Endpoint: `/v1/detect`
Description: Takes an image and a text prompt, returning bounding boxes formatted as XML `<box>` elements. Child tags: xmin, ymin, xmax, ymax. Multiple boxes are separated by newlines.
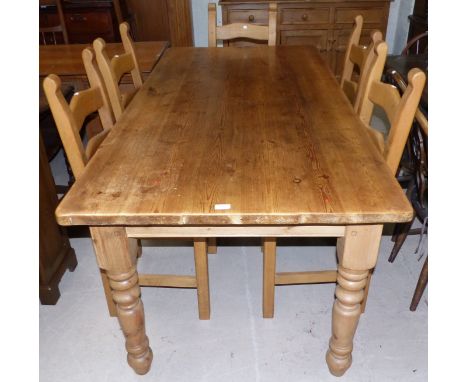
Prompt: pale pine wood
<box><xmin>126</xmin><ymin>225</ymin><xmax>345</xmax><ymax>239</ymax></box>
<box><xmin>119</xmin><ymin>22</ymin><xmax>143</xmax><ymax>88</ymax></box>
<box><xmin>43</xmin><ymin>71</ymin><xmax>113</xmax><ymax>179</ymax></box>
<box><xmin>90</xmin><ymin>227</ymin><xmax>153</xmax><ymax>374</ymax></box>
<box><xmin>56</xmin><ymin>46</ymin><xmax>412</xmax><ymax>371</ymax></box>
<box><xmin>326</xmin><ymin>265</ymin><xmax>368</xmax><ymax>377</ymax></box>
<box><xmin>39</xmin><ymin>41</ymin><xmax>168</xmax><ymax>77</ymax></box>
<box><xmin>263</xmin><ymin>237</ymin><xmax>276</xmax><ymax>318</ymax></box>
<box><xmin>57</xmin><ymin>46</ymin><xmax>412</xmax><ymax>226</ymax></box>
<box><xmin>275</xmin><ymin>269</ymin><xmax>336</xmax><ymax>285</ymax></box>
<box><xmin>207</xmin><ymin>237</ymin><xmax>218</xmax><ymax>254</ymax></box>
<box><xmin>99</xmin><ymin>269</ymin><xmax>117</xmax><ymax>317</ymax></box>
<box><xmin>340</xmin><ymin>30</ymin><xmax>383</xmax><ymax>106</ymax></box>
<box><xmin>208</xmin><ymin>3</ymin><xmax>277</xmax><ymax>47</ymax></box>
<box><xmin>93</xmin><ymin>38</ymin><xmax>141</xmax><ymax>120</ymax></box>
<box><xmin>193</xmin><ymin>238</ymin><xmax>210</xmax><ymax>320</ymax></box>
<box><xmin>361</xmin><ymin>68</ymin><xmax>427</xmax><ymax>312</ymax></box>
<box><xmin>138</xmin><ymin>273</ymin><xmax>197</xmax><ymax>288</ymax></box>
<box><xmin>340</xmin><ymin>15</ymin><xmax>363</xmax><ymax>89</ymax></box>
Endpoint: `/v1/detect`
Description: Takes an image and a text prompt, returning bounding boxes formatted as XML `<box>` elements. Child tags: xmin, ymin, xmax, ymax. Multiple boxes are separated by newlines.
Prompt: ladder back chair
<box><xmin>340</xmin><ymin>15</ymin><xmax>383</xmax><ymax>106</ymax></box>
<box><xmin>44</xmin><ymin>48</ymin><xmax>210</xmax><ymax>319</ymax></box>
<box><xmin>39</xmin><ymin>0</ymin><xmax>69</xmax><ymax>45</ymax></box>
<box><xmin>93</xmin><ymin>23</ymin><xmax>143</xmax><ymax>120</ymax></box>
<box><xmin>208</xmin><ymin>3</ymin><xmax>277</xmax><ymax>47</ymax></box>
<box><xmin>262</xmin><ymin>41</ymin><xmax>416</xmax><ymax>318</ymax></box>
<box><xmin>359</xmin><ymin>44</ymin><xmax>426</xmax><ymax>308</ymax></box>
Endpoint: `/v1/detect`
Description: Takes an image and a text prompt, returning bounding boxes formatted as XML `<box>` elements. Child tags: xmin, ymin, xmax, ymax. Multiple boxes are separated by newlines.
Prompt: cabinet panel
<box><xmin>227</xmin><ymin>9</ymin><xmax>268</xmax><ymax>25</ymax></box>
<box><xmin>280</xmin><ymin>8</ymin><xmax>330</xmax><ymax>25</ymax></box>
<box><xmin>280</xmin><ymin>29</ymin><xmax>330</xmax><ymax>63</ymax></box>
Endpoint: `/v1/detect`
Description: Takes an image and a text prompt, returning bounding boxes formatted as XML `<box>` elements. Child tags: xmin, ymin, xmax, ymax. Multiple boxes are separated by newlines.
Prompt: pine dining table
<box><xmin>56</xmin><ymin>46</ymin><xmax>413</xmax><ymax>376</ymax></box>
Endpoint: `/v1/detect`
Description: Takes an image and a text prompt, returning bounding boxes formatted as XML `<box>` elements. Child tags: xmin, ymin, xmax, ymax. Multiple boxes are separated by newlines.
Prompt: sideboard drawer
<box><xmin>335</xmin><ymin>8</ymin><xmax>386</xmax><ymax>25</ymax></box>
<box><xmin>280</xmin><ymin>8</ymin><xmax>330</xmax><ymax>25</ymax></box>
<box><xmin>225</xmin><ymin>9</ymin><xmax>268</xmax><ymax>25</ymax></box>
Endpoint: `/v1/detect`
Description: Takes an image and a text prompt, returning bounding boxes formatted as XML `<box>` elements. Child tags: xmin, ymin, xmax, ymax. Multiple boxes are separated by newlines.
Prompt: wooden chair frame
<box><xmin>262</xmin><ymin>41</ymin><xmax>425</xmax><ymax>318</ymax></box>
<box><xmin>93</xmin><ymin>23</ymin><xmax>143</xmax><ymax>120</ymax></box>
<box><xmin>340</xmin><ymin>15</ymin><xmax>383</xmax><ymax>106</ymax></box>
<box><xmin>208</xmin><ymin>3</ymin><xmax>277</xmax><ymax>47</ymax></box>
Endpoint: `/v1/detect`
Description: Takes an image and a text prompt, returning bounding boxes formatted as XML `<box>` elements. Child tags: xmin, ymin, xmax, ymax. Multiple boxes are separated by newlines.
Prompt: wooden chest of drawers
<box><xmin>39</xmin><ymin>0</ymin><xmax>120</xmax><ymax>44</ymax></box>
<box><xmin>219</xmin><ymin>0</ymin><xmax>391</xmax><ymax>75</ymax></box>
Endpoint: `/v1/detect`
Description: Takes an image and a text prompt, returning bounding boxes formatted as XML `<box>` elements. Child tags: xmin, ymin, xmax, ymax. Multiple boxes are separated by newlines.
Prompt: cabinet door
<box><xmin>280</xmin><ymin>29</ymin><xmax>330</xmax><ymax>65</ymax></box>
<box><xmin>223</xmin><ymin>6</ymin><xmax>268</xmax><ymax>46</ymax></box>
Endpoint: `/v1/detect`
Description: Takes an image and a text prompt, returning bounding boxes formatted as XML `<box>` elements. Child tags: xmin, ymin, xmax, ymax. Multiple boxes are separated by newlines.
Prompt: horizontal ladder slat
<box><xmin>275</xmin><ymin>270</ymin><xmax>337</xmax><ymax>285</ymax></box>
<box><xmin>138</xmin><ymin>274</ymin><xmax>197</xmax><ymax>288</ymax></box>
<box><xmin>126</xmin><ymin>225</ymin><xmax>345</xmax><ymax>239</ymax></box>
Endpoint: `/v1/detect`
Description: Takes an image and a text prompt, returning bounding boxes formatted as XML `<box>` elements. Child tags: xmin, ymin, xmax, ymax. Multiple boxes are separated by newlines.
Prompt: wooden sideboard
<box><xmin>39</xmin><ymin>0</ymin><xmax>125</xmax><ymax>44</ymax></box>
<box><xmin>219</xmin><ymin>0</ymin><xmax>391</xmax><ymax>75</ymax></box>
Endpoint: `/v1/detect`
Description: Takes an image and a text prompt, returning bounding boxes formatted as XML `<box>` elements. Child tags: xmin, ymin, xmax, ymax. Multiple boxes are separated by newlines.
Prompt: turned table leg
<box><xmin>326</xmin><ymin>225</ymin><xmax>383</xmax><ymax>377</ymax></box>
<box><xmin>90</xmin><ymin>227</ymin><xmax>153</xmax><ymax>374</ymax></box>
<box><xmin>326</xmin><ymin>266</ymin><xmax>368</xmax><ymax>377</ymax></box>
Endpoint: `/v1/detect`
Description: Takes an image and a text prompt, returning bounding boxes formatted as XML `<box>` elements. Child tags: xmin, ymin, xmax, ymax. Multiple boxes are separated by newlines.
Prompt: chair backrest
<box><xmin>208</xmin><ymin>3</ymin><xmax>277</xmax><ymax>47</ymax></box>
<box><xmin>360</xmin><ymin>64</ymin><xmax>426</xmax><ymax>173</ymax></box>
<box><xmin>354</xmin><ymin>41</ymin><xmax>388</xmax><ymax>124</ymax></box>
<box><xmin>93</xmin><ymin>29</ymin><xmax>143</xmax><ymax>120</ymax></box>
<box><xmin>119</xmin><ymin>22</ymin><xmax>143</xmax><ymax>87</ymax></box>
<box><xmin>39</xmin><ymin>0</ymin><xmax>69</xmax><ymax>45</ymax></box>
<box><xmin>43</xmin><ymin>48</ymin><xmax>113</xmax><ymax>179</ymax></box>
<box><xmin>340</xmin><ymin>15</ymin><xmax>383</xmax><ymax>106</ymax></box>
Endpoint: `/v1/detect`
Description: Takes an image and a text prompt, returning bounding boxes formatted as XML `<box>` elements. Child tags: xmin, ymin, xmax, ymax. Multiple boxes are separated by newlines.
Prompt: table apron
<box><xmin>125</xmin><ymin>225</ymin><xmax>346</xmax><ymax>239</ymax></box>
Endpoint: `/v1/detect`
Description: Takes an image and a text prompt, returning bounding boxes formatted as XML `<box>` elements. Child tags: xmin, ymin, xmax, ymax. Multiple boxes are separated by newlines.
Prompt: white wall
<box><xmin>386</xmin><ymin>0</ymin><xmax>414</xmax><ymax>54</ymax></box>
<box><xmin>192</xmin><ymin>0</ymin><xmax>414</xmax><ymax>54</ymax></box>
<box><xmin>192</xmin><ymin>0</ymin><xmax>221</xmax><ymax>46</ymax></box>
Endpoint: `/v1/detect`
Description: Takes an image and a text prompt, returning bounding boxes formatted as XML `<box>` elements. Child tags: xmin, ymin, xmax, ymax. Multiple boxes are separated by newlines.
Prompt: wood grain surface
<box><xmin>56</xmin><ymin>46</ymin><xmax>413</xmax><ymax>226</ymax></box>
<box><xmin>39</xmin><ymin>41</ymin><xmax>168</xmax><ymax>76</ymax></box>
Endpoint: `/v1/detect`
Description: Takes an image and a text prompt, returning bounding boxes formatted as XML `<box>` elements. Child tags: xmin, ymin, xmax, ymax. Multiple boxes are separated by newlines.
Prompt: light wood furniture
<box><xmin>39</xmin><ymin>41</ymin><xmax>168</xmax><ymax>90</ymax></box>
<box><xmin>340</xmin><ymin>15</ymin><xmax>383</xmax><ymax>105</ymax></box>
<box><xmin>56</xmin><ymin>46</ymin><xmax>413</xmax><ymax>375</ymax></box>
<box><xmin>93</xmin><ymin>35</ymin><xmax>143</xmax><ymax>120</ymax></box>
<box><xmin>208</xmin><ymin>3</ymin><xmax>277</xmax><ymax>47</ymax></box>
<box><xmin>39</xmin><ymin>134</ymin><xmax>77</xmax><ymax>305</ymax></box>
<box><xmin>219</xmin><ymin>0</ymin><xmax>391</xmax><ymax>77</ymax></box>
<box><xmin>262</xmin><ymin>34</ymin><xmax>387</xmax><ymax>318</ymax></box>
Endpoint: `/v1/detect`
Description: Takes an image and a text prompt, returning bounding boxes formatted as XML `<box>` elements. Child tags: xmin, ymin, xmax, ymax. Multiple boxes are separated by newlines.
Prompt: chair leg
<box><xmin>99</xmin><ymin>269</ymin><xmax>117</xmax><ymax>317</ymax></box>
<box><xmin>361</xmin><ymin>268</ymin><xmax>375</xmax><ymax>314</ymax></box>
<box><xmin>208</xmin><ymin>237</ymin><xmax>218</xmax><ymax>254</ymax></box>
<box><xmin>137</xmin><ymin>239</ymin><xmax>143</xmax><ymax>258</ymax></box>
<box><xmin>410</xmin><ymin>257</ymin><xmax>428</xmax><ymax>312</ymax></box>
<box><xmin>388</xmin><ymin>217</ymin><xmax>414</xmax><ymax>263</ymax></box>
<box><xmin>193</xmin><ymin>238</ymin><xmax>210</xmax><ymax>320</ymax></box>
<box><xmin>263</xmin><ymin>237</ymin><xmax>276</xmax><ymax>318</ymax></box>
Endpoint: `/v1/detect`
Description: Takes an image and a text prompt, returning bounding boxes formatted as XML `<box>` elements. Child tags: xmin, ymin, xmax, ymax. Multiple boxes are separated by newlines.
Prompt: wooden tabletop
<box><xmin>56</xmin><ymin>46</ymin><xmax>413</xmax><ymax>226</ymax></box>
<box><xmin>39</xmin><ymin>41</ymin><xmax>168</xmax><ymax>76</ymax></box>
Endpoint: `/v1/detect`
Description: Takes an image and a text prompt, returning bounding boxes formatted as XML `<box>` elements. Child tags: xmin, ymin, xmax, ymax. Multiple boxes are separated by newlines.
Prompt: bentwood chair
<box><xmin>208</xmin><ymin>3</ymin><xmax>277</xmax><ymax>47</ymax></box>
<box><xmin>44</xmin><ymin>48</ymin><xmax>210</xmax><ymax>319</ymax></box>
<box><xmin>93</xmin><ymin>22</ymin><xmax>143</xmax><ymax>120</ymax></box>
<box><xmin>39</xmin><ymin>0</ymin><xmax>68</xmax><ymax>45</ymax></box>
<box><xmin>340</xmin><ymin>15</ymin><xmax>383</xmax><ymax>106</ymax></box>
<box><xmin>263</xmin><ymin>41</ymin><xmax>425</xmax><ymax>317</ymax></box>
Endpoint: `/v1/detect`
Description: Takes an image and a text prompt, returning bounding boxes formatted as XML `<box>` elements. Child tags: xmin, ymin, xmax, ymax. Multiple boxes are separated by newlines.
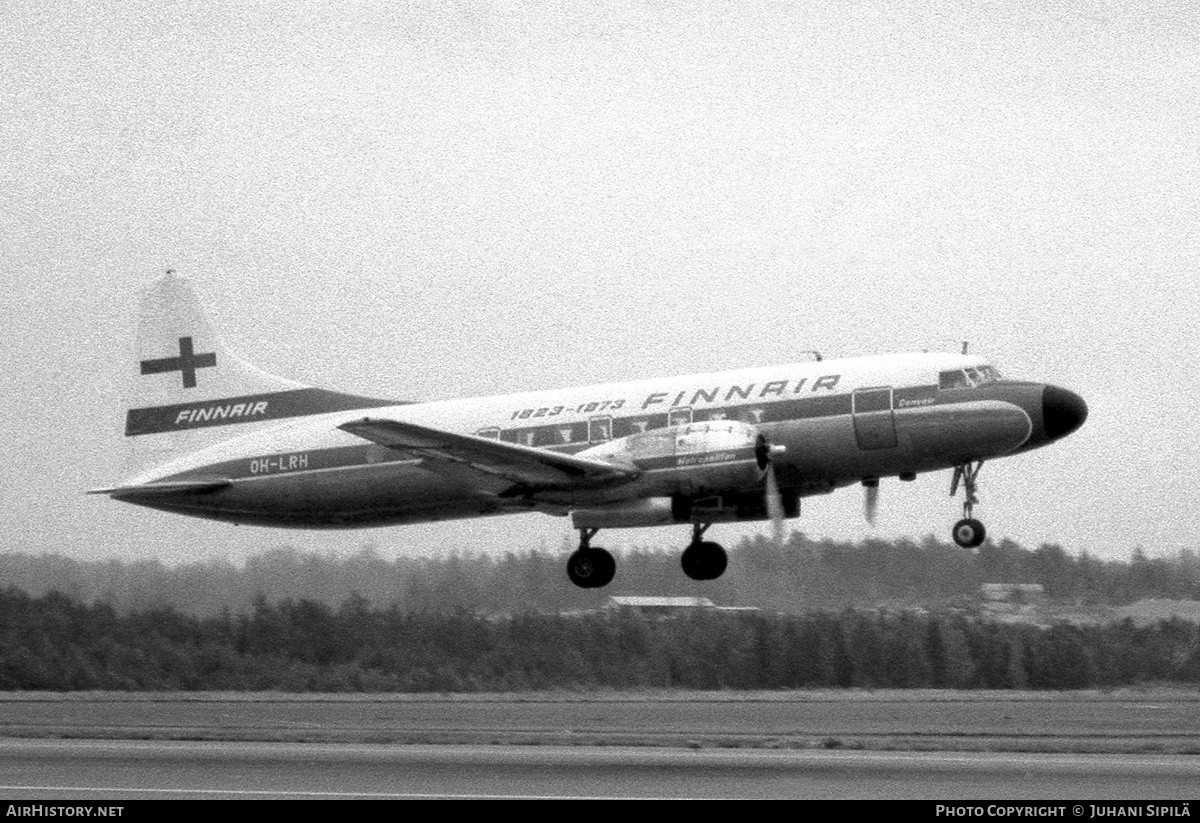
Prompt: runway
<box><xmin>0</xmin><ymin>739</ymin><xmax>1200</xmax><ymax>800</ymax></box>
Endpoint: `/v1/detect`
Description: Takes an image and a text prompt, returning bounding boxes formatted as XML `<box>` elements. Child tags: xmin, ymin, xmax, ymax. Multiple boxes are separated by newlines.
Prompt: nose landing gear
<box><xmin>566</xmin><ymin>529</ymin><xmax>617</xmax><ymax>589</ymax></box>
<box><xmin>950</xmin><ymin>461</ymin><xmax>988</xmax><ymax>548</ymax></box>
******************************
Exercise directions:
Gather every line of the records that contains the string "ladder". Case counts, so a match must have the same capitalization.

Completed exercise:
Prompt: ladder back chair
Prompt: horizontal ladder slat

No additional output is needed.